SOURCE TEXT:
◆ ◆ ◆
It is important that all of the above characteristics be considered when selecting a particular style and tolerance for each application.
TYPES OF MOUNTING AND PHYSICAL SIZES.
RESISTOR SIZES
Resistors are available in almost any size ranging from 0.065 inches in diameter by .125 inches long to 12 inches in Diameter to several feet high (for very high voltage resistors). They come in almost any shape that is imaginable. The most common form is cylindrical with leads coming out either end. They can be manufactured in custom shapes to fit the available space when quantities justify.
TYPE OF MOUNTING.
Resistors can be made with almost any type of mounting. If the need arises, special mountings can be designed to fit the customer’s needs. Some of the more common means of mountings are listed below. The term “Leads” is used in the general sense as a means of connecting the resistor. They may be lugs, wire leads, pins, or any means of connecting the resistor to the circuit.
Surface Mount
Resistors are available in a surface mounting configuration. This is generally associated with chip resistors that are mounted by solder reflow techniques. This consists of a resistive element of a flat ceramic substrate (or a cylindrical ceramic core) with a solder pad on each end. Sizes range from .163 inches in diameter to .555 inches long cylindrical to a .020 high by .031 wide by .062 long chip.
Fuse Clip Mounting.
The fuse clip type is made such that it will mount directly into a fuse clip. Fuse resistors are sometimes made like this.
Single Inline Packaging (SIP)
The Single Inline Package is normally associated with resistor networks consisting of several resistors in the same package. It is a rectangular flat-shaped package with several leads coming out of one surface generally a narrow, long surface.
Dual Inline Package (DIP)
The Dual Inline Package is again normally associated with resistor networks. The main difference is that leads extend out both narrow, long surfaces and are formed to either flush mount on a PC Board or through-hole mount on a PC board.
◆ ◆ ◆
STATED EXERCISE A: Rewrite the resistor mounting text from "The Dual Inline" up to and including "a PC board.", putting "resistor arrays" in place of "resistor networks".
STATED EXERCISE B:
Answer these from the resistor mounting text:
(i) What is the most common form of resistor?
(ii) By what techniques are chip resistors for surface mounting mounted?
(iii) Into what does the fuse clip type mount directly?

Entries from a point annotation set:
◆ ◆ ◆
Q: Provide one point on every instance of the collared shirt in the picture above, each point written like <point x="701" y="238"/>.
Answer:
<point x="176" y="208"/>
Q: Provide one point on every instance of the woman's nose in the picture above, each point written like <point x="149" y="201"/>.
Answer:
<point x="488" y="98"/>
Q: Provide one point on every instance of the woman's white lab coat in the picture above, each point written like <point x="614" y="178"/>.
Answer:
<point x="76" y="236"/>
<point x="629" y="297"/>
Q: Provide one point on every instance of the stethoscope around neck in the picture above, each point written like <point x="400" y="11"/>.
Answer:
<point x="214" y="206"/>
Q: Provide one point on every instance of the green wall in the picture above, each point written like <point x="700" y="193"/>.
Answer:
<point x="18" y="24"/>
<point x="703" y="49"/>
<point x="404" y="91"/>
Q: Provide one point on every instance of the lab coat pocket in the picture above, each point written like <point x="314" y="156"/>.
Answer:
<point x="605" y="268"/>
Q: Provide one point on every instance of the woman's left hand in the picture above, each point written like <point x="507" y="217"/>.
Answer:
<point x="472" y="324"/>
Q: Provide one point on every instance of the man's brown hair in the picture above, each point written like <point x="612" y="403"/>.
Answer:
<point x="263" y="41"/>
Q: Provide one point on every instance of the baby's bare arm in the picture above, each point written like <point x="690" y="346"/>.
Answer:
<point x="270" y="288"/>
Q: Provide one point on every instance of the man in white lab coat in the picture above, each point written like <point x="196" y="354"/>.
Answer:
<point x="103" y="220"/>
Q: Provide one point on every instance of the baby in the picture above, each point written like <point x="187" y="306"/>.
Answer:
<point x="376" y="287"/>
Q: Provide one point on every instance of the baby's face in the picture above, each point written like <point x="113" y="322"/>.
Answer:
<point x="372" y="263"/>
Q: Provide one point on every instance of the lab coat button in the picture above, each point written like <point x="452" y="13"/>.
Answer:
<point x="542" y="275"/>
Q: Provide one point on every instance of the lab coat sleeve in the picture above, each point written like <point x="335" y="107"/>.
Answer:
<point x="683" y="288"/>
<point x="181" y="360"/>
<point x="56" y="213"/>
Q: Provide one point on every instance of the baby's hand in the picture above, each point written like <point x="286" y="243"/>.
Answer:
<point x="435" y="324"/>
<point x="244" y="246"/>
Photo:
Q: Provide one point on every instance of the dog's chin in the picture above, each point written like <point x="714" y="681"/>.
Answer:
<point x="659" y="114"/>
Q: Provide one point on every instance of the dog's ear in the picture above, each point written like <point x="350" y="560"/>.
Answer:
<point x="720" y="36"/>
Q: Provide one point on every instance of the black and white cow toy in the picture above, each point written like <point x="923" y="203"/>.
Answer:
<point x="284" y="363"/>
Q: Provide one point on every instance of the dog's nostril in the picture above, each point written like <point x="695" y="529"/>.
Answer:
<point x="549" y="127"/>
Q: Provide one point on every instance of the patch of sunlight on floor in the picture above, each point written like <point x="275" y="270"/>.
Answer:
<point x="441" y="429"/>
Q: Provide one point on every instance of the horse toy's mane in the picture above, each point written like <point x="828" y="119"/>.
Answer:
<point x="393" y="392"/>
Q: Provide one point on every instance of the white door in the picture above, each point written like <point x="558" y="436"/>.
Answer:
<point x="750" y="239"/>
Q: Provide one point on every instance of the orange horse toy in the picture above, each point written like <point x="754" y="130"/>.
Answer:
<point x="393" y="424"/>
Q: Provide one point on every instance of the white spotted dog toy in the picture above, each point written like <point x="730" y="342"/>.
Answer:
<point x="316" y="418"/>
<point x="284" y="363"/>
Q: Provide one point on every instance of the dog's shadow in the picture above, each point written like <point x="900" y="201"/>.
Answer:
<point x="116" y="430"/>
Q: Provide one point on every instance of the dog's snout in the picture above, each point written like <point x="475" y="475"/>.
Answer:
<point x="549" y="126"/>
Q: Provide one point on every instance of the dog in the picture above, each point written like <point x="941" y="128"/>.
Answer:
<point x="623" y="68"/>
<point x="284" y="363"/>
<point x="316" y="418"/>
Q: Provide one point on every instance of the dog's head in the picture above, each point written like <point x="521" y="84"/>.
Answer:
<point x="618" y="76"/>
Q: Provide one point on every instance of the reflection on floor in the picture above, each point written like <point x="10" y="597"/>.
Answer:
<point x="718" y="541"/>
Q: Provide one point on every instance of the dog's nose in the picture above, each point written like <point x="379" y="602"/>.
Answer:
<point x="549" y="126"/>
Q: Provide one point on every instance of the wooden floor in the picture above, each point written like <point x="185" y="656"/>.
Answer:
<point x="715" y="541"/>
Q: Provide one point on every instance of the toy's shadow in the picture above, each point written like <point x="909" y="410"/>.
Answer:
◆ ◆ ◆
REPLY A:
The Dual Inline Package is again normally associated with resistor arrays. The main difference is that leads extend out both narrow, long surfaces and are formed to either flush mount on a PC Board or through-hole mount on a PC board.

REPLY B:
(i) Cylindrical, with leads coming out either end.
(ii) Solder reflow techniques.
(iii) A fuse clip.